## BEGIN
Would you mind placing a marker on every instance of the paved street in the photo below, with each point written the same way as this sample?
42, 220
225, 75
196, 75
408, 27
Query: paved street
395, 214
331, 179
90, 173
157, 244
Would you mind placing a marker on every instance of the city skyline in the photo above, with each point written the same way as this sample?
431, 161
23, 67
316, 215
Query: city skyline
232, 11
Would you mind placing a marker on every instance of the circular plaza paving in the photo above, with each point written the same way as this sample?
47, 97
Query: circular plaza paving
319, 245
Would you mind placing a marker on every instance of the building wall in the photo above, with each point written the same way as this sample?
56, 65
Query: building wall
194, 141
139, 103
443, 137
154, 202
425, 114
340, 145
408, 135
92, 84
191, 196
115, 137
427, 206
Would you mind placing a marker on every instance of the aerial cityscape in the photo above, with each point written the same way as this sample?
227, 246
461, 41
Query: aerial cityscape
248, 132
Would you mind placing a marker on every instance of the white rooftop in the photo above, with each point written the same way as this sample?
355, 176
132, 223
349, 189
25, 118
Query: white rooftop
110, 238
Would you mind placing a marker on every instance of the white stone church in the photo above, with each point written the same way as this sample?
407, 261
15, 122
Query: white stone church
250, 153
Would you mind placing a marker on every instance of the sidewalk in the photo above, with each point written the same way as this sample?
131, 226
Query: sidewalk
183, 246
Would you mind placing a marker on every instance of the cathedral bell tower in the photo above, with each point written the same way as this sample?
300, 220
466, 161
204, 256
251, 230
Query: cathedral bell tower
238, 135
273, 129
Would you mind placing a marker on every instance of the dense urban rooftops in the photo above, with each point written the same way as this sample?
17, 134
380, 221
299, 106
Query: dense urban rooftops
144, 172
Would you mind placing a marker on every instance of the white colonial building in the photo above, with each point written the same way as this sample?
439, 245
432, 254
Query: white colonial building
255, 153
## END
* Exercise brief
Return the lines above exactly, keeping every word.

* Correct answer
Would you mind placing a marker on every instance of the paved street in the photo below, with each point written the same way as this sample?
42, 220
225, 75
196, 75
408, 27
Query: paved street
395, 214
331, 179
90, 173
157, 244
Would you mind placing a marker on every instance of the city skyline in the photo above, with each point written the same way as this sample?
431, 161
23, 67
316, 215
Query: city skyline
232, 11
Would you mind placing a marker on every instance of the circular plaza paving in the photo above, with each point written the same way as this sample?
47, 97
Query: circular plaza paving
319, 245
Would you mind placing a marker on every instance of the building wall in the photo above, with each point written the same way as this sample?
56, 65
Query: building wall
194, 141
139, 103
443, 137
154, 202
425, 114
340, 145
408, 135
92, 84
191, 196
115, 137
427, 206
Would you mind placing a marker on every instance of the aerial cityscape in the photo above, with each point written the same way as this sample?
227, 246
461, 41
Query: aerial cityscape
248, 132
Would you mind placing a marker on every instance of the white rooftop in the photo above, with each point written the same way as this sample?
355, 176
132, 223
349, 189
25, 118
Query: white rooftop
110, 238
Would you mind placing a marker on every instance of the white stone church in the photo above, with each point written the same way as this sample?
407, 261
15, 122
Query: white stone church
250, 153
Would you mind placing a marker on every instance of the sidewalk in the photo above, with each point written the same way as this sample?
131, 226
Query: sidewalk
183, 246
Would you mind placing a marker on every instance of the cathedral bell tower in the photo above, with each point written the same way as this sample?
300, 220
466, 161
204, 256
251, 230
Query: cathedral bell tower
238, 135
273, 129
Would you mind placing a marker on every instance of the dense urban rooftops in the photo above, with each point written the same way as this sample?
17, 134
380, 221
299, 106
Query: dense urban rooftops
144, 172
Would you mind placing a marker on every instance of the white colonial building in the photo above, with each point written the same way as this sample?
439, 245
432, 254
Query: white colonial building
255, 153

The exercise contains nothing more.